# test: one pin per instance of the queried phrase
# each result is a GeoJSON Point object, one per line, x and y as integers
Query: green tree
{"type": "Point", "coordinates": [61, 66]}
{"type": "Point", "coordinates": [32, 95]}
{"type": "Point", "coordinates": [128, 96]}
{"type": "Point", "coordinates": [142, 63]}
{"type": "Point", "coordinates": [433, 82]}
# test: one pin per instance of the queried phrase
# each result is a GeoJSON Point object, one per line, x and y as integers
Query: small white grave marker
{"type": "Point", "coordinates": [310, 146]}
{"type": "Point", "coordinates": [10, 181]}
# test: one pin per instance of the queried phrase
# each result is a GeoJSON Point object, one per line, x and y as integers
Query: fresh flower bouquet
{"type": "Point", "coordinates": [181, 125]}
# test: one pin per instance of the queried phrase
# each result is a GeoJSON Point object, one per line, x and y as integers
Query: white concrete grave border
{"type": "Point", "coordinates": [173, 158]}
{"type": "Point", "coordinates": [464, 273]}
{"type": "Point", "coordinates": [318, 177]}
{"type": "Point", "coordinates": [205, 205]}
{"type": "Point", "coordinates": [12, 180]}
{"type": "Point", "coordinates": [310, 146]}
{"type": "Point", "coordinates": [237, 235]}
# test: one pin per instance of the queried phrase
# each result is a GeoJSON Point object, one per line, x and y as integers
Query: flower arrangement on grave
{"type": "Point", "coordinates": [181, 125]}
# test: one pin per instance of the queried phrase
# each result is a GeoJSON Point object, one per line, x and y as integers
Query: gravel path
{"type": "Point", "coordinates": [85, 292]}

****************************************

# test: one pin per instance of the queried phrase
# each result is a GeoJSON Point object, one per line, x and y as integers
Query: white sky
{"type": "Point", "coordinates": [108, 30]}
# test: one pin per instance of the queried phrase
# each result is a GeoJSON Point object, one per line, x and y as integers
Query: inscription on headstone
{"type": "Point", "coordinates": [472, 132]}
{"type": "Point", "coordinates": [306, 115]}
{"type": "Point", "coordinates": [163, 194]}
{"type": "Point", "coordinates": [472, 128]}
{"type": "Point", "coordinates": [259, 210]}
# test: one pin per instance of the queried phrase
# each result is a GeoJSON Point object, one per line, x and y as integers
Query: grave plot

****************************************

Sélectionnez et recopiez chaque ligne des entrées ci-dessus qui contient le mot « flower », en respectant la casse.

Query: fresh flower bouquet
Query: flower arrangement on grave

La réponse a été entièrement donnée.